Start of PROVIDED DATA

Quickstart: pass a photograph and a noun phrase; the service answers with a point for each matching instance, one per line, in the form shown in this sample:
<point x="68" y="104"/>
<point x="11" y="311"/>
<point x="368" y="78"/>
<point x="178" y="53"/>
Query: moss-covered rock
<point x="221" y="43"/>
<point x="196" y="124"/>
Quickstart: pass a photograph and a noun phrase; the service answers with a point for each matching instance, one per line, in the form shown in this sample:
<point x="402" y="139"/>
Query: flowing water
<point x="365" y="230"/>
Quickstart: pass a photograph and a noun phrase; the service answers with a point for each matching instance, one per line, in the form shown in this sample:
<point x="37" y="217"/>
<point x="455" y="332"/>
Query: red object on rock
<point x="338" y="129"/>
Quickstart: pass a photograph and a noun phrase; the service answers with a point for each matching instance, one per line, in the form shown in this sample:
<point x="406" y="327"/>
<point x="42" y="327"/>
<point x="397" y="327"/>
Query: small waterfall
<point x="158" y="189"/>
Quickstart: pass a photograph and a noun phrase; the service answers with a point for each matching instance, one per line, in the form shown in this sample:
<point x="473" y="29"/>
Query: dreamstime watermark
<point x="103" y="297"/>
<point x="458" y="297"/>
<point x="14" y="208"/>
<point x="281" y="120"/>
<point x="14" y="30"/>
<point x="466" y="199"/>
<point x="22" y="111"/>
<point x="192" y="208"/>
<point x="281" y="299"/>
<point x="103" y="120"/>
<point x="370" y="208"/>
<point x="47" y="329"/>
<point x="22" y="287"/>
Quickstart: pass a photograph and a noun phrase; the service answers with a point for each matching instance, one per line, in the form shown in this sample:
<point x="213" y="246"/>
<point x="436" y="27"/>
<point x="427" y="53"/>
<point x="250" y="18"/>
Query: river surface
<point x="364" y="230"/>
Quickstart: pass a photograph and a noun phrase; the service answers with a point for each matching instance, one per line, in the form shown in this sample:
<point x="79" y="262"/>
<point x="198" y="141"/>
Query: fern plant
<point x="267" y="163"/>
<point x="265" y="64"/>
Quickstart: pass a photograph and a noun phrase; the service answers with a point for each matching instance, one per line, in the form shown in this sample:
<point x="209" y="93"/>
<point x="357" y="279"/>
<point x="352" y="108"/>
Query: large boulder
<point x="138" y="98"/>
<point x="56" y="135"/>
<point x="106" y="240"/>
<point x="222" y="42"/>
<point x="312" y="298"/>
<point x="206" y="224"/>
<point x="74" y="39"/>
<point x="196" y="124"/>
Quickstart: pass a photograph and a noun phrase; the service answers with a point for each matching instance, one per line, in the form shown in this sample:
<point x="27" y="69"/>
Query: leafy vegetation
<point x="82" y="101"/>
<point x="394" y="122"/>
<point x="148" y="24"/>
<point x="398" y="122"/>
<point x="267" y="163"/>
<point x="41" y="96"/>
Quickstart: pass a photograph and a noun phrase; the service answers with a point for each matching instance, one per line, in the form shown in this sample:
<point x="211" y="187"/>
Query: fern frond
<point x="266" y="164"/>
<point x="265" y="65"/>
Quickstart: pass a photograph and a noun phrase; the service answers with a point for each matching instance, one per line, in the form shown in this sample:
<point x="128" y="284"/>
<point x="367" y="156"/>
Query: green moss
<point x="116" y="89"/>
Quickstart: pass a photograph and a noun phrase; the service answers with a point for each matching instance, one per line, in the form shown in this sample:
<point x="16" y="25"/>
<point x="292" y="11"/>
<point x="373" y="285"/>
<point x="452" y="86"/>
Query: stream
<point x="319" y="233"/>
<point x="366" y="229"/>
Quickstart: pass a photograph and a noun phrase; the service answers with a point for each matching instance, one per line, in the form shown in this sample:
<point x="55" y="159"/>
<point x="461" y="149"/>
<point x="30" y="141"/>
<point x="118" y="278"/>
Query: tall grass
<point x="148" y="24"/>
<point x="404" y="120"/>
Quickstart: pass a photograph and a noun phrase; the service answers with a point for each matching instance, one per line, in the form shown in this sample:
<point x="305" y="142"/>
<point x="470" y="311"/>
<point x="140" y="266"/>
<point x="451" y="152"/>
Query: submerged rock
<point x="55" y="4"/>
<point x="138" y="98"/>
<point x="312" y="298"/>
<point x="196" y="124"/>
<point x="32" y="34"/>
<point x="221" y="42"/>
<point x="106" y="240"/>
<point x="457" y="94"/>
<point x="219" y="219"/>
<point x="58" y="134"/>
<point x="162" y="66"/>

End of PROVIDED DATA

PROMPT — Pull out every line in the items above that contains the word "moss", and copy each of those lines in full.

THE SOLUTION —
Query: moss-covered rock
Query: green moss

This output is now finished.